For our officials who are crafting the Cayman Islands’ next budget, and for our lawmakers who will vote on it, we consider a column we published today to be “required reading.”
In it, economist Richard W. Rahn (who is a member of the editorial board for our sister publication Cayman Financial Review), outlines the origins and unfolding of “The next financial crisis.”
Here’s the key paragraph: “The fundamental problem is most countries are experiencing little or no growth as a result of excessive government spending (particularly on transfer payments), and destructive regulations and tax policies. The unwillingness of the politicians (and their voters) to cut back on spending and regulation has led to an explosion of government debt, which is not sustainable at current levels of economic growth. This, in turn, is fueling a demand for more government spending (more free stuff) and thus more debt.”
The world has experienced the “tech bubble,” “housing bubble” and even the “tulip bubble” (referring to the 1630s craze, and rapid market collapse, for the flowers that had been recently introduced to Europe). Now, we have the “government bubble.”
Among countries with financially failing public sectors, there is a common denominator: Governments have been consistently overspending on socialist programs using capitalist dollars. When those dollars (and the population of capitalists) run out, debt begins to pile up.
We needn’t look far for prime examples. Consider our neighbors in South America: Argentina, Brazil and Venezuela – which have been experiencing tremendous economic struggles in spite of vast populations and abundant natural resources.
Argentina, at least, appears to have shifted back onto a better track, after electing right-of-center President Mauricio Macri, coming to an agreement with the country’s creditors, and mounting a succession of criminal cases against former President Cristina Kirchner.

* _INFORMATION_
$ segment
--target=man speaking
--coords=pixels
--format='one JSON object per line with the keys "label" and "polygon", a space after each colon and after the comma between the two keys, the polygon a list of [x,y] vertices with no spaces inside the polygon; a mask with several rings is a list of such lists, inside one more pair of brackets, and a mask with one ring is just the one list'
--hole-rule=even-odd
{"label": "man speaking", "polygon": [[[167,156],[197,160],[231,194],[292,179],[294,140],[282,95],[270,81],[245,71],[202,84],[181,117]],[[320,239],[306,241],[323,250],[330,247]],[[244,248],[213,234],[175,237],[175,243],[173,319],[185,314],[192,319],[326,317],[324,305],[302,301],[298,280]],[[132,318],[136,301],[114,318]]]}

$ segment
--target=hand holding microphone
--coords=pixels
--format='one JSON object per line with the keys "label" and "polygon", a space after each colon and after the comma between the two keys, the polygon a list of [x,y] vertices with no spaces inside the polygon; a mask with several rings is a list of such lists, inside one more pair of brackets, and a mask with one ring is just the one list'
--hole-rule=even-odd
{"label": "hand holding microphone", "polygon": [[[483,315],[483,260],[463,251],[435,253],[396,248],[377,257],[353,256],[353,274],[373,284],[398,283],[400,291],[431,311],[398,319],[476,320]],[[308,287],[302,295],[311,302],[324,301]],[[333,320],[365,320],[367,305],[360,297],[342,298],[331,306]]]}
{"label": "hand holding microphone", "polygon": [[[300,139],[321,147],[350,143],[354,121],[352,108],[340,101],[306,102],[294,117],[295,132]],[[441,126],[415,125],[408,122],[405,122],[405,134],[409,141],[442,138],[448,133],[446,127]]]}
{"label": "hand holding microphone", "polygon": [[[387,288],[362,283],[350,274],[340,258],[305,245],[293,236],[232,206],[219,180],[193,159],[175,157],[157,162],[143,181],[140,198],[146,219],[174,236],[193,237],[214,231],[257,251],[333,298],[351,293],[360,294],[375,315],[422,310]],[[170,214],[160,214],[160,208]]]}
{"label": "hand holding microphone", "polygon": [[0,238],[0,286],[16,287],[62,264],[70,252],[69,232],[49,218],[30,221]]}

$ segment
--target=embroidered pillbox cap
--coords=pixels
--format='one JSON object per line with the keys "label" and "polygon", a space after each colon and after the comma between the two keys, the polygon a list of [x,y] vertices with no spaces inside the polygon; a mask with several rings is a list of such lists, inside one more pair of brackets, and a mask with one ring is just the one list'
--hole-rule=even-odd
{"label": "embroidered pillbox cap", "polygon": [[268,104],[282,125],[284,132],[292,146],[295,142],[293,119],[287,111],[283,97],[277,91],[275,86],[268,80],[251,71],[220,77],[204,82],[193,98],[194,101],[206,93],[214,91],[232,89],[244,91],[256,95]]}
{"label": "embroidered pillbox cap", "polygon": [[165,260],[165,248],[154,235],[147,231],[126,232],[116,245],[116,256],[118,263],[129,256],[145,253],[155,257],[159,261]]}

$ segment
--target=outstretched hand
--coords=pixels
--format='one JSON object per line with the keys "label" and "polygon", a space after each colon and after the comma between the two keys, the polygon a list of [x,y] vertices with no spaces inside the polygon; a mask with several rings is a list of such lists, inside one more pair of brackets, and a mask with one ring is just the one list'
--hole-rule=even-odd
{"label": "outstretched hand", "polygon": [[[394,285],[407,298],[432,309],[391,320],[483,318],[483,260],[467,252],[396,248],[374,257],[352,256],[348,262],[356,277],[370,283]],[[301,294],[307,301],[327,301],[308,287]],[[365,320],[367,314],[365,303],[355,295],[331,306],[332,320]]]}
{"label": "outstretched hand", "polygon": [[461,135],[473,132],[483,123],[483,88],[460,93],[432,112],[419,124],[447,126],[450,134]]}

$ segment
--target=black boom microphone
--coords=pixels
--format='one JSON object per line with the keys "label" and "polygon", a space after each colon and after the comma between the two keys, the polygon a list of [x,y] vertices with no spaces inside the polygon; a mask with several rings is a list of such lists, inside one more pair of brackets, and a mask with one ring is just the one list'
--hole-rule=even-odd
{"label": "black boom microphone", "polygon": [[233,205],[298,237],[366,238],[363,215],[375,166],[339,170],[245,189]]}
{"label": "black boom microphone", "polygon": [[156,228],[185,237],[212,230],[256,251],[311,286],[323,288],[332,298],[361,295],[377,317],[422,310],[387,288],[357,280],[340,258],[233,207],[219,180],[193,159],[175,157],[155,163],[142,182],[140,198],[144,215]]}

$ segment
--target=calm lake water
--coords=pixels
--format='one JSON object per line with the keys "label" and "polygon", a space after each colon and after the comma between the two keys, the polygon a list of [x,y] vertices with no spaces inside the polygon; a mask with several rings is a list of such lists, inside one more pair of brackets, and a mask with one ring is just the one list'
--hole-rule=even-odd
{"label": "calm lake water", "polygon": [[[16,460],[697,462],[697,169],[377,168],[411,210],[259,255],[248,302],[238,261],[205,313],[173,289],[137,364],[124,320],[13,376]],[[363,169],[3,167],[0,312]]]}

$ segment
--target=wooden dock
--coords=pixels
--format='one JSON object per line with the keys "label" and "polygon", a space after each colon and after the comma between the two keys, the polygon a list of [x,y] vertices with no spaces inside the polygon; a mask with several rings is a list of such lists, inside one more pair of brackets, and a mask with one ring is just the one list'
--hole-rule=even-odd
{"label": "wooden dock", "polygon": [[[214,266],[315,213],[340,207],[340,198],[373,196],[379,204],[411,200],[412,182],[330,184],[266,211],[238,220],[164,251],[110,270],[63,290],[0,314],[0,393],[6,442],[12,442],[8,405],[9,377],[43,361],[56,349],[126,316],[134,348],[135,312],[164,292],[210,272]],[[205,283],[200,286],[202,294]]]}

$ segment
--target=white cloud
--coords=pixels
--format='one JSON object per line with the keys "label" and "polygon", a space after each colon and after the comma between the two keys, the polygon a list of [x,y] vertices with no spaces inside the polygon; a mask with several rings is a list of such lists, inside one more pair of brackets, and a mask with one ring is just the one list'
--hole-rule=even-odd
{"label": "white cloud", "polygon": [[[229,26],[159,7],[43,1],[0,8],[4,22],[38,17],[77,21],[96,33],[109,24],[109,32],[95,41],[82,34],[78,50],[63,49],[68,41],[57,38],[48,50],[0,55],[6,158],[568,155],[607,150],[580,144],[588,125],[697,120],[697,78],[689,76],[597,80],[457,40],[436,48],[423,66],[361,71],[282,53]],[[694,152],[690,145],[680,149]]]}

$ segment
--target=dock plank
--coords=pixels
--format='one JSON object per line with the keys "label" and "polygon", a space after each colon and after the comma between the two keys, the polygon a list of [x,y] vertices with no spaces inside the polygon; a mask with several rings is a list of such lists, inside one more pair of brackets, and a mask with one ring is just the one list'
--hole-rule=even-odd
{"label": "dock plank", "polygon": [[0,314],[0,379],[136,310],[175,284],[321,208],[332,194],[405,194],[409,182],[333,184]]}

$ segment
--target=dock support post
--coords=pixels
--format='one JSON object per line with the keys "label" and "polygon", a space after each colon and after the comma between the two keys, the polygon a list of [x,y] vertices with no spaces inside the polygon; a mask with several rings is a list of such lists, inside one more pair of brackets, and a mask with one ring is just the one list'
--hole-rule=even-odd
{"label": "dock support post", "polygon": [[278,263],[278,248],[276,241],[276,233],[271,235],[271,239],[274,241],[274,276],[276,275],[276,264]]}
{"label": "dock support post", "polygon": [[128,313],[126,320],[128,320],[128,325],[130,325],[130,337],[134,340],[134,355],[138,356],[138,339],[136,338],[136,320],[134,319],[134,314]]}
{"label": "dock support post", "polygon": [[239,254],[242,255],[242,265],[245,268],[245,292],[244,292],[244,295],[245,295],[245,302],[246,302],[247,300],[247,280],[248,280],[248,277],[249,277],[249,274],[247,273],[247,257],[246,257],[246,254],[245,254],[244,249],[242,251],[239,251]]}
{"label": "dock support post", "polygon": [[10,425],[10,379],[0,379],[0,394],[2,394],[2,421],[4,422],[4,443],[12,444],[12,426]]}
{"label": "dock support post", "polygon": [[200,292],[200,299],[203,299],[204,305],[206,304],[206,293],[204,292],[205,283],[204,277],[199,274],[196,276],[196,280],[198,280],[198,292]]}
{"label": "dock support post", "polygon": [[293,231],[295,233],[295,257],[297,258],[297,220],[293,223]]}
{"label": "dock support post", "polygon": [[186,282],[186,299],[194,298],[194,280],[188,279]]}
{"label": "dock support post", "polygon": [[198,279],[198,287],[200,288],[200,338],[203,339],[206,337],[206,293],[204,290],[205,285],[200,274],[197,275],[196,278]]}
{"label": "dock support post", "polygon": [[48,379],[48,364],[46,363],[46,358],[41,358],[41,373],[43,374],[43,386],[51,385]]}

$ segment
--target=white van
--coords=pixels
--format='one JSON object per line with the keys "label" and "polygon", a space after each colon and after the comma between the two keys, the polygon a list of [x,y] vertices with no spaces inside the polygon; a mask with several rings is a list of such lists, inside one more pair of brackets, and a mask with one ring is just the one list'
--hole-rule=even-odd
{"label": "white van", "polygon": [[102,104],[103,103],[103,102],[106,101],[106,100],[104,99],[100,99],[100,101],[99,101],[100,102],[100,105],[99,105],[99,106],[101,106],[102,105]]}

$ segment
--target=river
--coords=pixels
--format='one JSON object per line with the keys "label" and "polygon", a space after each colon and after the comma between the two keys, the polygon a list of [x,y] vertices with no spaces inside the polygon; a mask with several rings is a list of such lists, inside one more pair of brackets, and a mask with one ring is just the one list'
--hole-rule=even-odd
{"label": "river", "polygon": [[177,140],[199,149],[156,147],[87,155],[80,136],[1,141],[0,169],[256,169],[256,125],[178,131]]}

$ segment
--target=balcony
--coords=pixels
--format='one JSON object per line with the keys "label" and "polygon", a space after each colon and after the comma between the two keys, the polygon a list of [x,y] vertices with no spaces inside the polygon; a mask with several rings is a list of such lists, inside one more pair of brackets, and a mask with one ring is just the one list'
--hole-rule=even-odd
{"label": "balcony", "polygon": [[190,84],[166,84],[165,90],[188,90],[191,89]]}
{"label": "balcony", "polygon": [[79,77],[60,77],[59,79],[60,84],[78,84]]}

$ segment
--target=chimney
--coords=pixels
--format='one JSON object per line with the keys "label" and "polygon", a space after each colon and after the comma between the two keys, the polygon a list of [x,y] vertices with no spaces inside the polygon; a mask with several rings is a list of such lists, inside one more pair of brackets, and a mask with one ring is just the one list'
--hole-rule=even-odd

* _WORK ITEM_
Reproduce the editorial on government debt word for word, from "We needn’t look" up to and including "abundant natural resources.".

* _WRITTEN RESPONSE_
We needn’t look far for prime examples. Consider our neighbors in South America: Argentina, Brazil and Venezuela – which have been experiencing tremendous economic struggles in spite of vast populations and abundant natural resources.